_DIRECTIONS_
Keep the pictures out. Copy every line of the listing exactly.

___ INPUT DATA ___

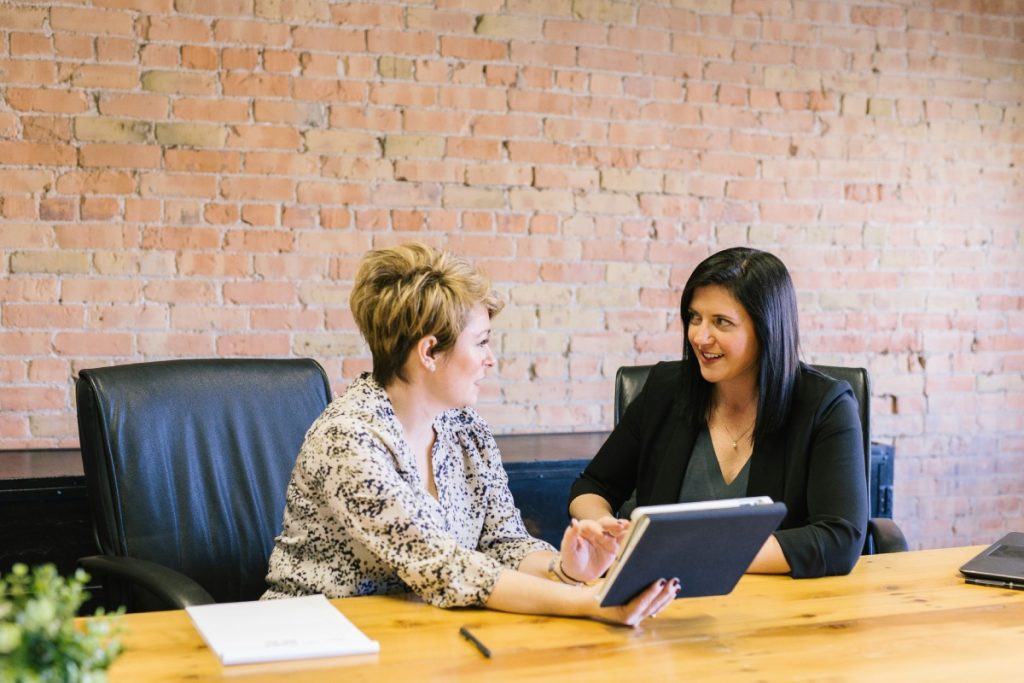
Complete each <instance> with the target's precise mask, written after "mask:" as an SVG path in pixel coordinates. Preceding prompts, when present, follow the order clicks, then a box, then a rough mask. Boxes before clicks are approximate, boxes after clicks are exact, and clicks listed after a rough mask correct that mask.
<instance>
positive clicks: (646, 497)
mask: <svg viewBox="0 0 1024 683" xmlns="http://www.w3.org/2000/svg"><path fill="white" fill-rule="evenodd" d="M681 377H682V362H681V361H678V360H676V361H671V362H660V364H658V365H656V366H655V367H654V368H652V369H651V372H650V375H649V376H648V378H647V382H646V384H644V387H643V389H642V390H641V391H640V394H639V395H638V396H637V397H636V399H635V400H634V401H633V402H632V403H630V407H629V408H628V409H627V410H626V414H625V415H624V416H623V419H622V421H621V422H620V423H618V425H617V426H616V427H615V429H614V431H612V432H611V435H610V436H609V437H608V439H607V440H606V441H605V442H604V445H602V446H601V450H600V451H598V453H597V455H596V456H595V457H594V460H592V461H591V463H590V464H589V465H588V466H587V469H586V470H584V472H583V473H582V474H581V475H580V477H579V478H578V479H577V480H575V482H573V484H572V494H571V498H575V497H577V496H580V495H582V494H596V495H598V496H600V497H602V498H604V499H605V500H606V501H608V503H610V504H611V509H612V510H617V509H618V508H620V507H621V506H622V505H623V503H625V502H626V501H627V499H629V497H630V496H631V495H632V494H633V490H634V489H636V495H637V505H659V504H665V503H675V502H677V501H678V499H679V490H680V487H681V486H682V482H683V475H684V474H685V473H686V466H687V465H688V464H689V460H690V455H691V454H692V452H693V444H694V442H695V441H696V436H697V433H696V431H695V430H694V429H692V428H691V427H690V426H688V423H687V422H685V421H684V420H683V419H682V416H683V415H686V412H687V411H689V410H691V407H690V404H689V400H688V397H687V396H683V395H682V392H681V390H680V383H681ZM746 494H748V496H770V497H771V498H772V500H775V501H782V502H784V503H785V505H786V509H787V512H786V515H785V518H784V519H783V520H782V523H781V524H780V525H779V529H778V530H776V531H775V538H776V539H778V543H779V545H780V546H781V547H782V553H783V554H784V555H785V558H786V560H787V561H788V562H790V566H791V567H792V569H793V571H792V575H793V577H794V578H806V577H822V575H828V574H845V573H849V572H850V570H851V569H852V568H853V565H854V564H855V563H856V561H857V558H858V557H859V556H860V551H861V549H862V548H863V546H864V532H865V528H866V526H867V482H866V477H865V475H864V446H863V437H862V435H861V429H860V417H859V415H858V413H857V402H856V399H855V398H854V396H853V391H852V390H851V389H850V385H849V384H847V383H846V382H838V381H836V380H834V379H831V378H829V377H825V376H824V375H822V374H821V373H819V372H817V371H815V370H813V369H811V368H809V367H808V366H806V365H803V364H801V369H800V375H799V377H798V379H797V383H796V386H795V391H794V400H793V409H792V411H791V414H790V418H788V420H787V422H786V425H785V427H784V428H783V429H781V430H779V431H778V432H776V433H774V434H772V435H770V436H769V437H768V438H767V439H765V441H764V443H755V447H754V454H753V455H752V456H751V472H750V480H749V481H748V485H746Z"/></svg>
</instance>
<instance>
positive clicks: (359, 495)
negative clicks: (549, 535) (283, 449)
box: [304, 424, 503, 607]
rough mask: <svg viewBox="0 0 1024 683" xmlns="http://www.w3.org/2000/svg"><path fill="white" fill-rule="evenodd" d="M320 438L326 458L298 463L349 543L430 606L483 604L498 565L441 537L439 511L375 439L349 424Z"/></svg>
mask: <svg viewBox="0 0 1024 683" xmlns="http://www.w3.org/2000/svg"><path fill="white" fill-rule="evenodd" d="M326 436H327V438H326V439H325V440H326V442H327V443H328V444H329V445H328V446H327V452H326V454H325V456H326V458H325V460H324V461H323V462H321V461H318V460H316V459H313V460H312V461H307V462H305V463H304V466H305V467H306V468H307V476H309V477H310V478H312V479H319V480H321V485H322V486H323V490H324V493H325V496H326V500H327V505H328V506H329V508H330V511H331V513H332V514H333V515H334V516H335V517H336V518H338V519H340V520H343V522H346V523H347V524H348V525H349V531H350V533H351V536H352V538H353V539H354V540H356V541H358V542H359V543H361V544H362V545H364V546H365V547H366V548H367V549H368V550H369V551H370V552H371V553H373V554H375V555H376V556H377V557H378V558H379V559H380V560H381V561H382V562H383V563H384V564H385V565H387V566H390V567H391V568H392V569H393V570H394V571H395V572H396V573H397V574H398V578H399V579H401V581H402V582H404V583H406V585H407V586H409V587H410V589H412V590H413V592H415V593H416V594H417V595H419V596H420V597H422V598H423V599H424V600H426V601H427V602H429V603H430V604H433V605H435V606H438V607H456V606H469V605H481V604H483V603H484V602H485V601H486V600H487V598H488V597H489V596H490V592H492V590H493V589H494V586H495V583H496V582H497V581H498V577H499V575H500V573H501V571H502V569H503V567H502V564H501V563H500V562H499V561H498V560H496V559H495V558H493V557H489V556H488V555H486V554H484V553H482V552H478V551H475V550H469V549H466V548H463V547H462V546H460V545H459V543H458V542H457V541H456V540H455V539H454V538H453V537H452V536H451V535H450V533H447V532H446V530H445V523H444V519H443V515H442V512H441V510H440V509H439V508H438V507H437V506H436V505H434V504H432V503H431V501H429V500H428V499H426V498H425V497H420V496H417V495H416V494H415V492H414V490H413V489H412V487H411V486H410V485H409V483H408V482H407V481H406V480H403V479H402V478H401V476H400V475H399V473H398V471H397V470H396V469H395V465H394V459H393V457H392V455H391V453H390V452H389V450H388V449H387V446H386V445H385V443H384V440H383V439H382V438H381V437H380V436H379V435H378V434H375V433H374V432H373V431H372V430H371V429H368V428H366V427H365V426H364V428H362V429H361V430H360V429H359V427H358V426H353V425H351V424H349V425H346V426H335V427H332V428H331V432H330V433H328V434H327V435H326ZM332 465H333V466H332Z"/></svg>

___

_WRITTEN ANSWER_
Complete each <instance> with the target's precise mask, written after "mask:" as an SVG path in pixel coordinates. Preceding prompts, when present, follow the order clicks, then a box, then a rough mask. Boxes before clicks are approximate, boxes after clicks are exact, and clicks listed after a rough mask correct that mask.
<instance>
positive clicks: (646, 497)
mask: <svg viewBox="0 0 1024 683" xmlns="http://www.w3.org/2000/svg"><path fill="white" fill-rule="evenodd" d="M681 377H682V362H681V361H678V360H676V361H671V362H660V364H658V365H656V366H655V367H654V368H652V369H651V372H650V375H649V376H648V378H647V382H646V384H644V387H643V389H642V390H641V391H640V394H639V395H638V396H637V397H636V399H635V400H634V401H633V402H632V403H630V407H629V408H628V409H627V410H626V414H625V415H624V416H623V419H622V421H621V422H620V423H618V425H617V426H616V427H615V429H614V431H612V432H611V435H610V436H609V437H608V439H607V440H606V441H605V442H604V445H602V446H601V450H600V451H598V453H597V455H596V456H595V457H594V460H592V461H591V463H590V464H589V465H588V466H587V469H586V470H584V472H583V473H582V474H581V475H580V477H579V478H578V479H577V480H575V482H573V484H572V494H571V498H575V497H577V496H580V495H582V494H596V495H598V496H600V497H602V498H604V499H605V500H606V501H608V503H610V504H611V509H612V510H617V509H618V508H620V507H621V506H622V505H623V503H625V502H626V501H627V499H629V497H630V496H631V495H632V494H633V490H634V489H636V495H637V505H659V504H665V503H675V502H677V501H678V499H679V490H680V487H681V486H682V482H683V475H684V474H685V473H686V466H687V465H688V464H689V460H690V455H691V454H692V452H693V444H694V442H695V441H696V436H697V433H696V431H695V430H694V429H692V428H691V427H690V426H688V423H687V422H685V421H684V420H683V419H682V416H683V415H686V412H687V411H689V410H691V407H690V404H689V400H688V397H687V396H683V395H682V392H681V390H680V383H681ZM746 494H748V496H770V497H771V498H772V500H775V501H782V502H784V503H785V505H786V509H787V512H786V515H785V518H784V519H783V520H782V523H781V524H780V525H779V529H778V530H776V531H775V538H776V539H778V543H779V545H780V546H781V547H782V553H783V554H784V555H785V558H786V560H787V561H788V562H790V566H791V567H792V569H793V571H792V575H793V577H794V578H806V577H822V575H828V574H845V573H849V572H850V570H851V569H852V568H853V565H854V564H855V563H856V561H857V558H858V557H859V556H860V551H861V549H862V548H863V546H864V532H865V528H866V526H867V482H866V477H865V475H864V446H863V437H862V435H861V429H860V417H859V415H858V413H857V402H856V399H855V398H854V396H853V391H852V390H851V389H850V385H849V384H847V383H846V382H838V381H836V380H834V379H831V378H829V377H825V376H824V375H822V374H821V373H819V372H817V371H815V370H813V369H811V368H809V367H808V366H806V365H803V364H801V369H800V375H799V377H798V379H797V383H796V386H795V391H794V400H793V409H792V411H791V414H790V418H788V420H787V422H786V425H785V427H784V428H783V429H781V430H779V431H778V432H776V433H774V434H772V435H770V436H769V437H768V438H767V439H765V441H764V443H755V447H754V454H753V455H752V456H751V472H750V480H749V481H748V485H746Z"/></svg>
</instance>
<instance>
positive clicks: (359, 495)
negative clicks: (549, 535) (283, 449)
box: [304, 424, 503, 607]
rough mask: <svg viewBox="0 0 1024 683" xmlns="http://www.w3.org/2000/svg"><path fill="white" fill-rule="evenodd" d="M320 438L326 458L298 463L349 543L430 606L483 604L498 565L441 537L439 511L375 439L349 424Z"/></svg>
mask: <svg viewBox="0 0 1024 683" xmlns="http://www.w3.org/2000/svg"><path fill="white" fill-rule="evenodd" d="M326 436H327V438H326V439H325V440H326V442H327V443H328V444H329V445H328V446H327V452H326V454H325V456H326V458H325V460H324V461H323V462H321V461H318V460H316V459H313V460H312V461H307V462H305V463H304V466H305V467H306V468H307V476H309V477H310V478H312V479H319V480H321V485H322V486H323V490H324V493H325V496H326V500H327V505H328V506H329V508H330V511H331V513H332V514H333V515H334V516H335V517H336V518H338V519H340V520H343V522H346V523H347V524H348V525H349V531H350V533H351V536H352V538H353V539H354V540H356V541H358V542H359V543H361V544H362V545H364V546H365V547H366V548H367V549H368V550H369V551H370V552H371V553H373V554H375V555H376V556H377V557H378V558H379V559H380V560H381V561H382V562H383V563H384V564H385V565H387V566H390V567H391V568H392V569H393V570H394V571H395V572H396V573H397V574H398V578H399V579H401V581H402V582H404V583H406V585H407V586H409V587H410V589H412V590H413V592H415V593H416V594H417V595H419V596H420V597H422V598H423V599H424V600H426V601H427V602H429V603H430V604H433V605H435V606H438V607H456V606H469V605H481V604H483V603H484V602H485V601H486V600H487V598H488V597H489V596H490V592H492V590H493V589H494V586H495V583H496V582H497V581H498V577H499V575H500V573H501V571H502V569H503V567H502V564H501V563H500V562H499V561H498V560H496V559H495V558H493V557H489V556H488V555H486V554H484V553H482V552H478V551H475V550H469V549H466V548H463V547H462V546H460V545H459V543H458V542H457V541H456V540H455V539H454V538H453V537H452V536H451V535H450V533H447V532H446V530H445V523H444V519H443V515H442V512H441V510H440V509H439V508H438V507H437V506H436V505H434V504H432V503H431V501H429V500H428V499H426V498H425V497H420V496H417V495H416V494H415V492H414V490H413V489H412V487H411V486H410V485H409V483H408V482H407V481H406V480H403V479H402V478H401V476H400V475H399V473H398V471H397V470H396V469H395V465H394V459H393V457H392V455H391V453H390V452H389V450H388V449H387V446H386V445H385V443H384V440H383V439H382V438H381V437H380V436H379V435H378V434H375V433H374V432H373V431H372V430H371V429H368V428H366V427H365V426H364V428H362V429H361V430H360V429H359V427H358V426H353V425H351V424H349V425H346V426H335V427H332V428H331V432H330V433H328V434H327V435H326ZM332 465H333V466H332Z"/></svg>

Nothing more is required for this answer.